## What to do
Restate exactly the lines of the entries below, beginning with the first and ending with the line that holds "box: [176, 339, 230, 420]". Pictures are not copied.

## Exercise material
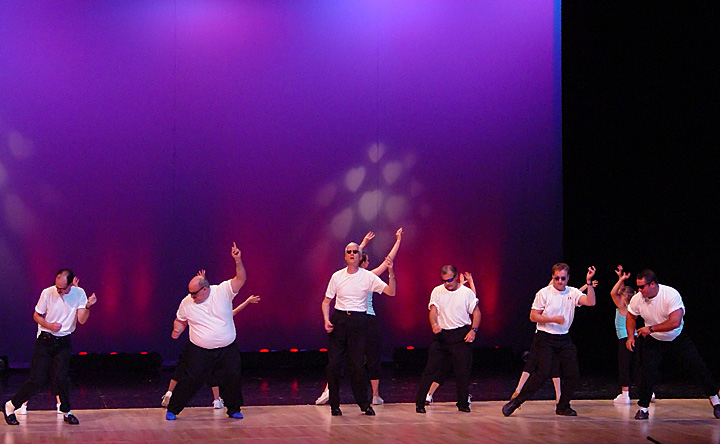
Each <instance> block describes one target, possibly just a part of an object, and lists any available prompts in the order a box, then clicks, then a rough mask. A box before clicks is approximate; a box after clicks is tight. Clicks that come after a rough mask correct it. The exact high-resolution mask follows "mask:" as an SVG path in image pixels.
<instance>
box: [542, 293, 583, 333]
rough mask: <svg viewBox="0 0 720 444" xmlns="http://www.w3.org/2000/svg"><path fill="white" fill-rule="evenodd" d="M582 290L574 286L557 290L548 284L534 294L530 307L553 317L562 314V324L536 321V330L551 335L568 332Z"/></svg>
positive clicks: (580, 295) (581, 294)
mask: <svg viewBox="0 0 720 444" xmlns="http://www.w3.org/2000/svg"><path fill="white" fill-rule="evenodd" d="M583 294H584V293H583V292H581V291H580V290H578V289H577V288H575V287H565V290H563V291H558V290H557V289H556V288H555V287H553V286H552V284H551V285H548V286H547V287H545V288H542V289H540V291H538V292H537V293H536V294H535V299H534V300H533V304H532V309H533V310H540V311H542V315H543V316H549V317H555V316H560V315H562V316H564V317H565V322H564V323H563V324H556V323H554V322H538V323H537V329H538V331H544V332H545V333H550V334H553V335H565V334H567V333H569V332H570V326H571V325H572V321H573V319H575V307H579V306H580V304H579V303H578V301H579V300H580V297H581V296H583Z"/></svg>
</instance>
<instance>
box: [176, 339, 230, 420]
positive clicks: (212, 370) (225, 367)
mask: <svg viewBox="0 0 720 444" xmlns="http://www.w3.org/2000/svg"><path fill="white" fill-rule="evenodd" d="M179 366H180V370H179V371H178V372H177V373H176V376H178V380H177V381H178V385H177V386H176V387H175V390H174V391H173V396H172V398H170V404H168V411H169V412H171V413H174V414H176V415H177V414H178V413H180V412H181V411H182V410H183V409H184V408H185V406H186V405H187V403H188V402H190V399H192V397H193V396H194V395H195V393H197V391H198V390H199V389H200V387H201V386H202V385H203V383H204V382H205V381H207V380H208V378H209V377H210V375H214V377H215V378H217V384H218V387H219V388H220V396H221V397H222V398H223V401H224V402H225V407H227V414H228V416H229V415H232V414H233V413H236V412H239V411H240V407H242V405H243V397H242V374H241V371H240V350H238V348H237V345H235V342H234V341H233V343H232V344H230V345H228V346H225V347H220V348H213V349H207V348H202V347H198V346H197V345H195V344H193V343H192V342H188V343H187V344H185V347H184V348H183V351H182V355H181V361H180V363H179Z"/></svg>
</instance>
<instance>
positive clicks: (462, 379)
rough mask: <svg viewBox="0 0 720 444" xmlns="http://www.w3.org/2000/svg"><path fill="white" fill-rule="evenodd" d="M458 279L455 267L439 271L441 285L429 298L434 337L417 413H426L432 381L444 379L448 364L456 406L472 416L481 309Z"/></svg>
mask: <svg viewBox="0 0 720 444" xmlns="http://www.w3.org/2000/svg"><path fill="white" fill-rule="evenodd" d="M459 279H460V276H459V275H458V271H457V268H455V267H454V266H452V265H445V266H443V267H442V268H441V269H440V280H441V281H442V284H441V285H438V286H437V287H435V288H433V291H432V293H431V294H430V303H429V304H428V309H429V310H430V326H431V327H432V331H433V333H434V337H433V341H432V344H430V349H429V350H428V362H427V365H426V366H425V370H424V371H423V374H422V376H421V378H420V385H419V386H418V390H417V396H416V399H415V411H416V412H417V413H425V396H426V395H427V393H428V390H429V389H430V385H431V384H432V382H433V381H442V380H444V379H445V378H444V377H445V375H444V373H445V371H446V369H447V363H448V362H449V363H450V364H451V365H452V368H453V372H455V379H456V381H455V387H456V390H457V402H456V404H455V405H457V408H458V410H460V411H461V412H466V413H470V403H469V400H468V391H469V387H470V373H471V372H472V357H473V356H472V355H473V351H472V343H473V341H475V335H476V334H477V331H478V327H479V326H480V308H479V307H478V305H477V302H478V300H477V297H476V296H475V293H474V292H473V291H472V290H471V289H469V288H468V287H466V286H464V285H460V280H459ZM471 315H472V319H470V316H471Z"/></svg>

## Response
Each <instance> block describes one target, possibly just a part of an object, and lists any available prompts in the order a box, then clicks, then a rough mask. A box before clicks is approximate; a box after clicks is tight. Clicks that come after a rough mask correct it. The exact high-resolution mask follows "mask:" as an SVG path in image pixels.
<instance>
box: [542, 293, 583, 333]
rough mask: <svg viewBox="0 0 720 444" xmlns="http://www.w3.org/2000/svg"><path fill="white" fill-rule="evenodd" d="M582 290L574 286L557 290L548 284L534 294L530 307L553 317L562 314V324L536 321V330L551 335L568 332Z"/></svg>
positive clicks: (580, 295) (581, 294)
mask: <svg viewBox="0 0 720 444" xmlns="http://www.w3.org/2000/svg"><path fill="white" fill-rule="evenodd" d="M583 294H584V293H583V292H581V291H580V290H578V289H577V288H575V287H565V290H563V291H558V290H557V289H556V288H555V287H553V286H552V284H551V285H548V286H547V287H545V288H542V289H540V291H538V292H537V293H536V294H535V299H534V300H533V304H532V309H533V310H540V311H542V315H543V316H549V317H555V316H560V315H562V316H564V317H565V322H564V323H563V324H556V323H554V322H538V323H537V329H538V331H544V332H545V333H550V334H553V335H565V334H567V333H569V332H570V326H571V325H572V321H573V319H575V307H579V306H580V304H579V303H578V301H579V300H580V297H581V296H583Z"/></svg>
</instance>
<instance>
box: [176, 339, 230, 420]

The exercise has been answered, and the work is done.